### What is needed:
Copy the passage of the lecture announcement that opens with the words "CLIC, a future" and closes with "in the presentation.", changing "linear accelerator" to "particle accelerator".

Public Lecture on Thursday 20 November: "Past, present future: LHC and future possibilities"
Prof. Günther Dissertori, Prof. Michelangelo Mangano and Dr Lucie Linssen will explore "Past, present future: LHC and future possibilities" in a public event that will take place in the Globe of Science and Innovation on 20 November 2014
Open problems in particle physics after the Higgs discovery
by Michelangelo Mangano
The discovery of the Higgs boson is the most significant outcome so far of the LHC experiments. This discovery addresses issues in our understanding of nature that have been on our table for almost 50 years. It also provides us with a more solid basis from which to continue our exploration of the other open problems in particle physics, such as: what is the nature of dark matter? What is the origin of matter? Do all forces of nature unify? The future programme of the LHC and the future facilities that CERN is planning, which will be presented in the following two talks, are tailored to address these questions.
M. Mangano studied theoretical physics at the Scuola Normale Superiore (Pisa, Italy). He held research appointments in the Physics Department of Princeton University (1984-86), in the Theory Group of the Fermilab Laboratory (Chicago, 1986-88), and in the Pisa laboratory of INFN (Italy, 1989-95). Since 1995, he has been working in the Theory Group at CERN. His research activities are focused on the study of high energy particle collisions, with a view to understanding the fundamental laws of nature through the observation of particle interactions. Between 1988 and 2000, Mangano worked with the CDF experiment at Fermilab, where he contributed to the discovery of the top quark. Since 2009, he has been running the LHC Physics Centre at CERN (http://cern.ch/lpcc), which contributes to the interpretation of the data emerging from the LHC.
CLIC, a future linear collider at the foot of the Jura
by Lucie Linssen
The Compact Linear Collider (CLIC) is a linear accelerator currently under development. CLIC will allow the study of high-energy collisions between electrons, e-, and positrons, e+. Unlike protons, which collide in the LHC, the electron and its antiparticle, the positron, are genuine point-like particles. Proton-proton and electron-positron collisions are governed by different elementary forces. In general, electron-positron collisions can be studied to higher precision and provide information that is complementary to what can be learned at the LHC. The on-going CLIC accelerator development work, the physics questions CLIC can address and the corresponding particle detector will be described in the presentation.

Object pointing dataset rows
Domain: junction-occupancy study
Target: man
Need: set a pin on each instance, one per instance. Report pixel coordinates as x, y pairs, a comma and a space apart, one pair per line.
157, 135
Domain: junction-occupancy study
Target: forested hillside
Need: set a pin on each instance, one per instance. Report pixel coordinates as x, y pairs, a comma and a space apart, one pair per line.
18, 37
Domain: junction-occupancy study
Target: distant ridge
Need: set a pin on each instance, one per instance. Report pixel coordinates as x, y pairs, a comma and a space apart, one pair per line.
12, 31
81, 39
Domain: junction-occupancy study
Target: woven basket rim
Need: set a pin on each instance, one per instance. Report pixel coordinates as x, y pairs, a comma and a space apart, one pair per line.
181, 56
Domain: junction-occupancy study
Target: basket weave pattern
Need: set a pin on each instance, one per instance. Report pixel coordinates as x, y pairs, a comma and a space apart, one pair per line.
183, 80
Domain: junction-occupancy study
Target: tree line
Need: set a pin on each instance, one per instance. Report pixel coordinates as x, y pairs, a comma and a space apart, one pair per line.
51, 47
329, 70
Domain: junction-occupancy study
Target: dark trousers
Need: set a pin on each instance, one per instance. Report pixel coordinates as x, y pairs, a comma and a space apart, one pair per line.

### Answer below:
CLIC, a future linear collider at the foot of the Jura
by Lucie Linssen
The Compact Linear Collider (CLIC) is a particle accelerator currently under development. CLIC will allow the study of high-energy collisions between electrons, e-, and positrons, e+. Unlike protons, which collide in the LHC, the electron and its antiparticle, the positron, are genuine point-like particles. Proton-proton and electron-positron collisions are governed by different elementary forces. In general, electron-positron collisions can be studied to higher precision and provide information that is complementary to what can be learned at the LHC. The on-going CLIC accelerator development work, the physics questions CLIC can address and the corresponding particle detector will be described in the presentation.